Goal: Copy all of the items below word for word, changing nothing and leaving nothing out.

Data shown:
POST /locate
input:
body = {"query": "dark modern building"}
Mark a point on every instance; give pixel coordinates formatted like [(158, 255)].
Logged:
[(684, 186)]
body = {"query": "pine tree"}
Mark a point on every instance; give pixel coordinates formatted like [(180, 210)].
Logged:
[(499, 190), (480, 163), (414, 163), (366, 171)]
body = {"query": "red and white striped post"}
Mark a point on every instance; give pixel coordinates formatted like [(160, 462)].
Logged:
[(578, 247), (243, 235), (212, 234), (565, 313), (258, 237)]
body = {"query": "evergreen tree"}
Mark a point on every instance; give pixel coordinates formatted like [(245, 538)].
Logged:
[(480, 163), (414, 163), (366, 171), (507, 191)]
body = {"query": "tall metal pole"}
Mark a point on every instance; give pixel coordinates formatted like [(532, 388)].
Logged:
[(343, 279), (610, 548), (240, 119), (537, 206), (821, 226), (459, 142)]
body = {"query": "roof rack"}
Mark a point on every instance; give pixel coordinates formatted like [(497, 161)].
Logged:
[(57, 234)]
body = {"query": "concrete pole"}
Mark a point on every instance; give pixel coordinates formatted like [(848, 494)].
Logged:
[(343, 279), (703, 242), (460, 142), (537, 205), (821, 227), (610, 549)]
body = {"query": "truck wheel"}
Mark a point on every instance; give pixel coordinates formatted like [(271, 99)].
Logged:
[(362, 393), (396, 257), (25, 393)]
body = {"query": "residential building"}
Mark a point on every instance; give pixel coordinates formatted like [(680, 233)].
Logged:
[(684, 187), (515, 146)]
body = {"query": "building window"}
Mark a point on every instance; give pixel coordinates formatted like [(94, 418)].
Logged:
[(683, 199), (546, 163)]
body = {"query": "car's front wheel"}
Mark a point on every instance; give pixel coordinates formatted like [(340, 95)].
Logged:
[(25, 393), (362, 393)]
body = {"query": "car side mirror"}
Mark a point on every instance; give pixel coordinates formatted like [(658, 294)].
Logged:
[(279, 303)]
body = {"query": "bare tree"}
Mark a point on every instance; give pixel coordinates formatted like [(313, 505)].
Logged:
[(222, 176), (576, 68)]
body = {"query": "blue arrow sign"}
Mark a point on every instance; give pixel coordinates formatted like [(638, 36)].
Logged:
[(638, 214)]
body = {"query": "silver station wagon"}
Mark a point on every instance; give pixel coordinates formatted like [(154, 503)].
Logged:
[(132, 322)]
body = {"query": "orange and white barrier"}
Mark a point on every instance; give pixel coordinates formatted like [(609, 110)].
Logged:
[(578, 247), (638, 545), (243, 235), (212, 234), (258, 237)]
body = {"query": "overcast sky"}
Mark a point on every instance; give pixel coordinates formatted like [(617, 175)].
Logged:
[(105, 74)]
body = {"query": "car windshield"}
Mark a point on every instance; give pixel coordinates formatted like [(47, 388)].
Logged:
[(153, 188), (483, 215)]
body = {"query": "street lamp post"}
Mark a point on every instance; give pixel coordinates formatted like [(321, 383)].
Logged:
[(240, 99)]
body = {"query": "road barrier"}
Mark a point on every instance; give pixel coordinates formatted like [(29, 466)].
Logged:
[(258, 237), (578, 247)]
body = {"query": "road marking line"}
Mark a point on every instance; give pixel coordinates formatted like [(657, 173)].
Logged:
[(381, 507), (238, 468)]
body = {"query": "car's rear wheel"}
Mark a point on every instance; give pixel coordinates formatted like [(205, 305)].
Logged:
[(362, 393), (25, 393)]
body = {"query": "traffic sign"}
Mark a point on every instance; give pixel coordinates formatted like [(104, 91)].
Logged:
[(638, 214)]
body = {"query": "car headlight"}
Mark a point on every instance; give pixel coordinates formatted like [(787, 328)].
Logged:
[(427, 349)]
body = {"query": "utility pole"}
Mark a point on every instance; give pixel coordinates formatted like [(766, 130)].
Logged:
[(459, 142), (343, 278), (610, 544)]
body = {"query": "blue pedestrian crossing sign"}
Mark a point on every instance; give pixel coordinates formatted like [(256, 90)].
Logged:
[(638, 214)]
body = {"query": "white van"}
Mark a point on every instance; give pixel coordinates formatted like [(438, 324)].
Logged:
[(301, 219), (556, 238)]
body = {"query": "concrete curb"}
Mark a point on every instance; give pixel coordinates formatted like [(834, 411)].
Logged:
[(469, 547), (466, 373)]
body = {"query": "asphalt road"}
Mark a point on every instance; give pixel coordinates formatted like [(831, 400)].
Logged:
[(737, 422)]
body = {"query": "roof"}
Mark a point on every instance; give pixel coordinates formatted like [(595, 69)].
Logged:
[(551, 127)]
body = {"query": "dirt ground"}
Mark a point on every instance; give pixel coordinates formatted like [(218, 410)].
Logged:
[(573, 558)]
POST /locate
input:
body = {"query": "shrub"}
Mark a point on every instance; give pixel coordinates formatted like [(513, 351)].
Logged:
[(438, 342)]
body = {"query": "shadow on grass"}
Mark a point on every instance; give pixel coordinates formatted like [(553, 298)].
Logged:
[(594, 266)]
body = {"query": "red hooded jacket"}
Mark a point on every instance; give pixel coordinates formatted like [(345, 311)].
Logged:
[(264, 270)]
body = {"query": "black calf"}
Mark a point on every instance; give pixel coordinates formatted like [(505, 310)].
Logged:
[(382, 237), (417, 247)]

Reply to the exercise:
POST /locate
input:
body = {"query": "dark modern building"}
Mark a point on every instance; give pixel coordinates formatted like [(158, 255)].
Logged:
[(684, 186)]
body = {"query": "pine tree"}
Mark a point on every instance; give pixel coordinates formatted like [(180, 210)].
Logged:
[(499, 190), (480, 163), (414, 163), (366, 171)]
body = {"query": "red and white striped post"}
Mark a point on every instance; give pixel coordinates formatted like [(160, 462)].
Logged:
[(578, 247), (243, 235), (212, 234), (565, 313), (258, 237)]
body = {"query": "evergreen tree"}
Mark a point on every instance; give pixel coordinates formatted like [(245, 538)].
Logged:
[(480, 163), (414, 163), (366, 171), (507, 191)]
body = {"query": "tall metal pole"}
Mark a point on every instance; give pixel coordinates formatted like [(532, 388)].
Logged:
[(343, 279), (610, 548), (240, 119), (537, 206), (821, 226), (459, 142)]
body = {"query": "roof rack"}
Mark a point on every instance; give pixel coordinates formatted like [(497, 161)].
Logged:
[(57, 234)]
body = {"query": "concrete pole"}
Mark a point on every instance; give pixel coordinates formatted like [(848, 494)].
Logged:
[(343, 279), (703, 242), (460, 142), (537, 205), (821, 227), (610, 549)]
body = {"query": "truck wheel"}
Mark a point on every instance; give pixel coordinates formatted like [(271, 99)].
Logged:
[(362, 393), (396, 257), (25, 393)]
body = {"query": "residential building"}
Mark a point on every instance; give pixel coordinates formatted like [(680, 233)].
Logged:
[(684, 187), (515, 146)]
body = {"query": "building window"}
Mark a point on every instance; give pixel coordinates formatted like [(94, 418)].
Logged:
[(683, 199), (546, 163)]
body = {"query": "car's front wheel"}
Mark a point on every instance; give pixel coordinates formatted like [(340, 95)].
Logged:
[(25, 393), (362, 393)]
body = {"query": "car side mirror"}
Mark a point on every instance; give pixel coordinates formatted like [(658, 294)].
Logged:
[(279, 303)]
body = {"query": "bare tree"}
Mark a point on every instance; give pixel coordinates formatted like [(313, 505)].
Logged:
[(222, 176), (576, 68)]
body = {"query": "blue arrow sign"}
Mark a point on every instance; give pixel coordinates formatted like [(638, 36)].
Logged:
[(638, 214)]
body = {"query": "silver station wagon"}
Mark a point on every instance; give pixel coordinates formatted like [(154, 503)].
Logged:
[(132, 322)]
body = {"query": "orange and white barrier"}
Mark a point on every instance; give pixel coordinates formatted like [(609, 110)].
Logged:
[(578, 247), (638, 545), (243, 235), (212, 234), (258, 237)]
body = {"query": "overcast sky"}
Mark a point on every instance; give pixel coordinates formatted like [(617, 175)].
Logged:
[(105, 74)]
body = {"query": "car windshield"}
Mark a point on every instance; give pixel coordinates formatted like [(47, 388)].
Logged:
[(153, 188), (483, 215)]
body = {"query": "street lamp post"}
Mark a point on every instance; give pixel coordinates formatted like [(321, 383)].
Logged:
[(240, 99)]
body = {"query": "road barrier"}
Mark a point on every instance; give pixel coordinates formatted like [(29, 466)].
Logged:
[(258, 237), (578, 247)]
body = {"query": "road marking line"}
Mark a point on every instance; give pixel coordinates formatted like [(657, 173)].
Logged:
[(381, 507), (238, 468)]
body = {"query": "car's rear wheel"}
Mark a point on every instance; give pixel coordinates formatted like [(205, 305)].
Logged:
[(362, 393), (25, 393)]
body = {"query": "traffic sign"}
Mark a point on every instance; give pixel coordinates formatted like [(104, 91)].
Logged:
[(638, 214)]
body = {"query": "car headlight"}
Mark a point on every instance; give pixel coordinates formatted like [(787, 328)].
Logged:
[(427, 349)]
body = {"query": "utility pole"}
Mark a point on every instance; give pixel coordinates formatted like [(766, 130)].
Logged:
[(459, 142), (343, 278), (610, 544)]
body = {"query": "blue pedestrian crossing sign"}
Mark a point on every instance; give pixel coordinates formatted like [(256, 90)].
Logged:
[(638, 214)]
body = {"query": "white van"}
Mark a point on every instance; give pixel coordinates formatted like [(438, 324)].
Logged:
[(301, 219), (556, 238)]
body = {"query": "concrete curb"}
Mark a point on every instance; give pixel coordinates formatted like [(834, 411)].
Logged:
[(469, 547), (466, 373)]
body = {"query": "asphalt road"}
Mark a point on every instance; give pixel coordinates formatted like [(831, 400)].
Logged:
[(737, 422)]
body = {"query": "roof"}
Mark a point on every instance; give pixel coordinates formatted like [(595, 69)].
Logged:
[(551, 127)]
body = {"query": "dirt ground"}
Mark a point on every instance; give pixel coordinates formatted like [(218, 410)].
Logged:
[(573, 558)]
POST /locate
input:
body = {"query": "shrub"}
Mark a point on every instance; give pixel coordinates formatted like [(513, 351)].
Logged:
[(438, 342)]
body = {"query": "shadow on grass"}
Mark a point on every instance; give pixel coordinates formatted like [(553, 298)].
Logged:
[(594, 266)]
body = {"query": "red hooded jacket"}
Mark a point on every instance; give pixel coordinates formatted like [(345, 311)].
Logged:
[(264, 270)]
body = {"query": "black calf"}
Mark a point on every instance; give pixel coordinates formatted like [(505, 310)].
Logged:
[(382, 237), (417, 247)]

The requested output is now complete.